## Required work
Return each line of the records below that contains the word "slope".

Some records
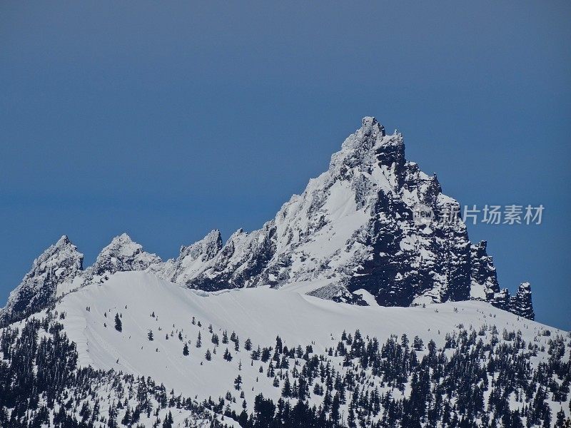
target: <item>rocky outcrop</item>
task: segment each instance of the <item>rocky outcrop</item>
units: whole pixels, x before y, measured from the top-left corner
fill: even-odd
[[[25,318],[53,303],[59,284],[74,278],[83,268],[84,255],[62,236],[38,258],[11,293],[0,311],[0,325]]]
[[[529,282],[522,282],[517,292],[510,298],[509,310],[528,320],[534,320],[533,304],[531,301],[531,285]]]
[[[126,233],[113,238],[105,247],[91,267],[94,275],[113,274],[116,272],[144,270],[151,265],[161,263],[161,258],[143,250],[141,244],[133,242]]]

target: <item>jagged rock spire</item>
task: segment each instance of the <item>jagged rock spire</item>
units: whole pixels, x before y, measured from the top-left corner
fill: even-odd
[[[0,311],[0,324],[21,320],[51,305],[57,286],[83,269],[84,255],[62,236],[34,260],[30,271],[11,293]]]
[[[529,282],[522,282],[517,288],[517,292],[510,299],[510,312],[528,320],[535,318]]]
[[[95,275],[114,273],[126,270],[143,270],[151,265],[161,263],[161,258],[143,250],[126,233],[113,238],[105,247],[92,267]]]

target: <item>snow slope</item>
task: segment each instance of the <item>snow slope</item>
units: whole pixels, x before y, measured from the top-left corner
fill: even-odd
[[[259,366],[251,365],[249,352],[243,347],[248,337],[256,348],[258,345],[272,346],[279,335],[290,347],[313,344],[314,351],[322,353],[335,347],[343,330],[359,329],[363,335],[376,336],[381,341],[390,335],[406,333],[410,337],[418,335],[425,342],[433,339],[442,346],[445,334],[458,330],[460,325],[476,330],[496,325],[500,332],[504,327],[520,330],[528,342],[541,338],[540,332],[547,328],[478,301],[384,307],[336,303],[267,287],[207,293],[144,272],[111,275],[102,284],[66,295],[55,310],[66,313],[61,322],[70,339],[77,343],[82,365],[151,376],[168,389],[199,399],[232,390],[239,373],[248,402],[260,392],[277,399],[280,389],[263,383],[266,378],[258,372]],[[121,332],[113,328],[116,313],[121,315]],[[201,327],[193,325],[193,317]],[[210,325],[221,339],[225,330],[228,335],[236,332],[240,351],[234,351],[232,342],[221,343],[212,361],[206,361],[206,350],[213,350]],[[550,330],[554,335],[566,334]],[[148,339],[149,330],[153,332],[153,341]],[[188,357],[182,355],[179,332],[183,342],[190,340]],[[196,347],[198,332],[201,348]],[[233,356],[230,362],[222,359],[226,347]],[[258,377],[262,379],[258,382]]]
* * *
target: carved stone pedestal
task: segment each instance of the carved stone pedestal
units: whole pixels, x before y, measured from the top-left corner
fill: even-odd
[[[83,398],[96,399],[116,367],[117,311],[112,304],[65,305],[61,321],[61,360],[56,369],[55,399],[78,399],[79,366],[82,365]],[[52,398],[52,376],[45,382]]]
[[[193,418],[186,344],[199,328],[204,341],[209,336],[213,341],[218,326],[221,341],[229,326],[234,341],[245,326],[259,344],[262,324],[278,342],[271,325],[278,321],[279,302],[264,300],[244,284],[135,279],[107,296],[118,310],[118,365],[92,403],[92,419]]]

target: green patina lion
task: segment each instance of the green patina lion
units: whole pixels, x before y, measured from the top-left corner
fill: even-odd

## Final answer
target: <item>snow slope</item>
task: segment each instance of the <item>snow slope</item>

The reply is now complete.